[A run of records]
------------------------------------------------
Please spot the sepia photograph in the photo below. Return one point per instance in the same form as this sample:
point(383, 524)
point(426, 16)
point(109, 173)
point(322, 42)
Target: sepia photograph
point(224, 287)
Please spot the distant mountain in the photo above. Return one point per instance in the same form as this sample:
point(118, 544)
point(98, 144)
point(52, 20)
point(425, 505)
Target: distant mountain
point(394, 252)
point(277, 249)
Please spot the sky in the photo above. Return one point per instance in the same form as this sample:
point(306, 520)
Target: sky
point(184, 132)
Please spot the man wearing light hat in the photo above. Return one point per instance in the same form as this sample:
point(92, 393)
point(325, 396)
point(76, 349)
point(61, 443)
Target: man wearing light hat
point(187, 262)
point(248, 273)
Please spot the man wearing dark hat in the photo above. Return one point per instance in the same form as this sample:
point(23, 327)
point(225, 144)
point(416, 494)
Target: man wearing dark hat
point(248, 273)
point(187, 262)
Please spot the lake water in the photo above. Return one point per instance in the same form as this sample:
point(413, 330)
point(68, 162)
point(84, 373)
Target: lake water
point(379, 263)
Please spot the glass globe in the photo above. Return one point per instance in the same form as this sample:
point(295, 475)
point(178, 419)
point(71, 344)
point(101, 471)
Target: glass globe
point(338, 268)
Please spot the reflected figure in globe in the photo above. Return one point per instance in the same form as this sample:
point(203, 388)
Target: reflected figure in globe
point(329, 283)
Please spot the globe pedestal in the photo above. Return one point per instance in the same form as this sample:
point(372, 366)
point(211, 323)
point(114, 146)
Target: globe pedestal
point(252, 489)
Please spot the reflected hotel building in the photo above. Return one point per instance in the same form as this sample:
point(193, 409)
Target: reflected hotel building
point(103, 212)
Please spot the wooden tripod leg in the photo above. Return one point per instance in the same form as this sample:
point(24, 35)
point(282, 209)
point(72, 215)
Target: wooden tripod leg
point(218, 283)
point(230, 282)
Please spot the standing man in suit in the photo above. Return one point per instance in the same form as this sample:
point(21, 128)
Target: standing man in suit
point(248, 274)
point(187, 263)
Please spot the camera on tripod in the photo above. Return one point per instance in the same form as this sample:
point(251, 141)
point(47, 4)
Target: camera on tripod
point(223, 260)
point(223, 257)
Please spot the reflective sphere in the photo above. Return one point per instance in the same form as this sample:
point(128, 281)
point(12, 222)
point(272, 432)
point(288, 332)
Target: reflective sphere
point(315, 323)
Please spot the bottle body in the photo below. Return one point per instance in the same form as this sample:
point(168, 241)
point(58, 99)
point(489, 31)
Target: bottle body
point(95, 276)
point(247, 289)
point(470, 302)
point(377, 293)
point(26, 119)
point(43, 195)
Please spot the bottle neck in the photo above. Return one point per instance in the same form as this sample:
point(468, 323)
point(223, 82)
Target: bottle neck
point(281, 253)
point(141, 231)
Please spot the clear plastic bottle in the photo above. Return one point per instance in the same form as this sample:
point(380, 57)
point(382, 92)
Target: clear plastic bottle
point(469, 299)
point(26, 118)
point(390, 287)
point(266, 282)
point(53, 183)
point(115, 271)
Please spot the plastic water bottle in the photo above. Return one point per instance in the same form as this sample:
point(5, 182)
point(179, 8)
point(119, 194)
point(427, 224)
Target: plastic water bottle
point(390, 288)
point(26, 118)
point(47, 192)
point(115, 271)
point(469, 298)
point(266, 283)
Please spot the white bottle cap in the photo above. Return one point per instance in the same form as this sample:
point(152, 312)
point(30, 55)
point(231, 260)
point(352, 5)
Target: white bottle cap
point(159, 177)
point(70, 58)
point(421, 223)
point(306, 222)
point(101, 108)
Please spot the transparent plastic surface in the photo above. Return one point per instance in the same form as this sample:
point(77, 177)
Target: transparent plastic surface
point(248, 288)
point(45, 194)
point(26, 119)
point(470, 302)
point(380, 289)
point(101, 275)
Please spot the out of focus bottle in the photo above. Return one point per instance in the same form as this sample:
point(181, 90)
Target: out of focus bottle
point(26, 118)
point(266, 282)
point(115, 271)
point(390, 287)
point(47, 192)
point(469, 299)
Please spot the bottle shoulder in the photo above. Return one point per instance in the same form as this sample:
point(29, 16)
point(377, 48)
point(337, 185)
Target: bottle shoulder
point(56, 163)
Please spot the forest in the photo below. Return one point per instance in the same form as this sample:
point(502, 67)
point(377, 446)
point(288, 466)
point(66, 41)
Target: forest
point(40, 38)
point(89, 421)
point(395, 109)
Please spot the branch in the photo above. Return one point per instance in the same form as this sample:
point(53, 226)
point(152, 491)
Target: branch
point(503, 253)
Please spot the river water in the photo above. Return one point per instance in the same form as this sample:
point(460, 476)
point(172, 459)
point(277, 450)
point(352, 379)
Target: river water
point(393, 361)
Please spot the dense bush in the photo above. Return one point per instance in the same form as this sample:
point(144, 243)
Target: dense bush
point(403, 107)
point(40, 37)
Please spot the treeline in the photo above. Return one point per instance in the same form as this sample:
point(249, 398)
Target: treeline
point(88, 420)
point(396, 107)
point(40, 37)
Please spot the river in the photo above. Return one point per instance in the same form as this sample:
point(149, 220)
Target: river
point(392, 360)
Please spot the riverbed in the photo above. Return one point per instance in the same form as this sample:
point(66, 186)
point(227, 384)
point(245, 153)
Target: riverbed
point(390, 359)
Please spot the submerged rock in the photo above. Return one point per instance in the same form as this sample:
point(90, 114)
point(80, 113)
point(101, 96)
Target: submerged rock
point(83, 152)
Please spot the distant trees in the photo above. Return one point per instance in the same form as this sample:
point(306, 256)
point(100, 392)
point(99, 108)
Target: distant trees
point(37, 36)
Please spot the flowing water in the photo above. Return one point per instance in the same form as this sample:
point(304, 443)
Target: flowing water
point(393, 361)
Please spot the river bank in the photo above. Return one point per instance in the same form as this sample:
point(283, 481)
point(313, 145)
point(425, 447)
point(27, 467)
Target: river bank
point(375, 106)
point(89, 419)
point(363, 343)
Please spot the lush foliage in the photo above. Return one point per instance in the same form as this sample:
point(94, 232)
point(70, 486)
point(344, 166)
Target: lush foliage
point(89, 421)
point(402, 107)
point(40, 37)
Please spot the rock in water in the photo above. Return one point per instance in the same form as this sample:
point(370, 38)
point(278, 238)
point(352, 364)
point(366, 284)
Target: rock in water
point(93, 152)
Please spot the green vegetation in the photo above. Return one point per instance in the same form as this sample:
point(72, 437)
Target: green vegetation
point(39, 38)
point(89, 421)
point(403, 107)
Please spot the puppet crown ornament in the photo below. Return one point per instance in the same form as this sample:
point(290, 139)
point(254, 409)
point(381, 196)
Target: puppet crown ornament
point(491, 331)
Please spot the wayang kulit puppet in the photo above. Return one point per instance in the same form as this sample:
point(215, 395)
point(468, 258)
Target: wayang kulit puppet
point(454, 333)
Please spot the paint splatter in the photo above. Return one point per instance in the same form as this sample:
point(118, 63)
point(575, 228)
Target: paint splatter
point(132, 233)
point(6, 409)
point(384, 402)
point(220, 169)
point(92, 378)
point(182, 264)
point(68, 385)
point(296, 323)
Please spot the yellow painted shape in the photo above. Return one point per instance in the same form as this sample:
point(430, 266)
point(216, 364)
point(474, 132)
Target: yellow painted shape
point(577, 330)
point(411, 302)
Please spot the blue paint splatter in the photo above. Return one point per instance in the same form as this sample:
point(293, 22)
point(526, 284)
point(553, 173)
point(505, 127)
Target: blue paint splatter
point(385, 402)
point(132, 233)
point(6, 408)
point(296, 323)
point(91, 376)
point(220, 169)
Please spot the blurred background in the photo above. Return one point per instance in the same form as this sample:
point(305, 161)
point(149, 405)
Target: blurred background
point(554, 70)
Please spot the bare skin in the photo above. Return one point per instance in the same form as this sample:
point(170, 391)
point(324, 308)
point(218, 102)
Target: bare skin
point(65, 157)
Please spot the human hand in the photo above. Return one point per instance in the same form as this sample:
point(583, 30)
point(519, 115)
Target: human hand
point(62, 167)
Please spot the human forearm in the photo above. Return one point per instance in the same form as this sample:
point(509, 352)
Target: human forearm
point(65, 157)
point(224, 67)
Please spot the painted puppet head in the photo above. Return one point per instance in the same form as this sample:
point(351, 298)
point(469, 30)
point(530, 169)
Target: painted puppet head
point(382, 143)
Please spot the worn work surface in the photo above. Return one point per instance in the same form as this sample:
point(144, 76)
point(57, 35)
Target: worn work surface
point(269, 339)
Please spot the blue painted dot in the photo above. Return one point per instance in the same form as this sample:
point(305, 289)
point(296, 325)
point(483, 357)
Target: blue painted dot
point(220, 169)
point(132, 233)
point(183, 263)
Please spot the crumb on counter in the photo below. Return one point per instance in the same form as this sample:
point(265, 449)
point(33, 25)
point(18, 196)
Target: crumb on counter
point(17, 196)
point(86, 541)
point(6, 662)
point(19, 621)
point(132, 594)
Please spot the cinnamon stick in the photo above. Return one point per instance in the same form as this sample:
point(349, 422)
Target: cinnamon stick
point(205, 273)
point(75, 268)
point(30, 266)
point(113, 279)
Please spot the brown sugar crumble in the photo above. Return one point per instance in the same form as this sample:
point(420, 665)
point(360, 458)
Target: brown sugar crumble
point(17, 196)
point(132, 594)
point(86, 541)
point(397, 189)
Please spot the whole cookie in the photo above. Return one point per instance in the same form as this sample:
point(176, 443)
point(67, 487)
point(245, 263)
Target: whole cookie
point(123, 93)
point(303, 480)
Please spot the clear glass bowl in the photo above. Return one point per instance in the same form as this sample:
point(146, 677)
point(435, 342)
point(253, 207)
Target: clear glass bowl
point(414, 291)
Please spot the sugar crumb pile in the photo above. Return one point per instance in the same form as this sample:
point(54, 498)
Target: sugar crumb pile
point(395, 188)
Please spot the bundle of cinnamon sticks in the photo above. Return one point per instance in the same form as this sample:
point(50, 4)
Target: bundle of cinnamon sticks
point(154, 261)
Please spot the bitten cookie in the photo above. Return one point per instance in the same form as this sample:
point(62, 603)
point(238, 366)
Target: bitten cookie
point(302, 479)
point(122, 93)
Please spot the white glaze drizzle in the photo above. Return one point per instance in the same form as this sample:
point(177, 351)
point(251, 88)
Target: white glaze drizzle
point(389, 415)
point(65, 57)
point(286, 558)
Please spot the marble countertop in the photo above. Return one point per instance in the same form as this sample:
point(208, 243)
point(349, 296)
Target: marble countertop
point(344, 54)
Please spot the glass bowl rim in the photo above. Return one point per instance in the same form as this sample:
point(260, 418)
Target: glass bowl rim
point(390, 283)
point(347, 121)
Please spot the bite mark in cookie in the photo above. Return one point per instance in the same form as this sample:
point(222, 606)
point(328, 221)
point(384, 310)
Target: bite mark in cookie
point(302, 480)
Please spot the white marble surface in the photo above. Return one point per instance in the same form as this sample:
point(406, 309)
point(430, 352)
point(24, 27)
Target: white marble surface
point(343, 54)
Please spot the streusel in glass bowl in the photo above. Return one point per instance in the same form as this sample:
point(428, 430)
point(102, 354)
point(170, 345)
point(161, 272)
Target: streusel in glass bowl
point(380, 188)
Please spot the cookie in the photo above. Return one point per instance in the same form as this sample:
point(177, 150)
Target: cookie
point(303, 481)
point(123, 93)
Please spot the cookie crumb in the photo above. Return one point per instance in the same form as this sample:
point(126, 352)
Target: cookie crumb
------------------------------------------------
▶ **WHAT YOU SHOULD DO**
The line containing "Please spot the bite" marks the start; retype it and each line after it through the end of the records above, exactly.

▶ **ANSWER FOR THIS EXERCISE**
Please spot the bite mark in cookie in the photo above. Return one point per instance in the same form as this sample:
point(222, 606)
point(328, 221)
point(384, 310)
Target: bite mark in cookie
point(302, 480)
Please spot the white marble surface in the photo above. Return one point per instance in the same form as this sample:
point(406, 309)
point(430, 352)
point(24, 27)
Target: white marble surface
point(343, 54)
Please spot the streusel in glass bowl in the photo above. Return one point per instance in the same form as this sample:
point(428, 430)
point(102, 354)
point(170, 345)
point(161, 272)
Target: streusel in glass bowl
point(380, 188)
Please spot the cookie in the photo above. Return one point per instance in the same form as this sample:
point(177, 150)
Target: cookie
point(303, 481)
point(123, 93)
Please spot the cookie crumb in the photo above. Return one point per instance in the same form as this sample:
point(126, 352)
Target: cookie crumb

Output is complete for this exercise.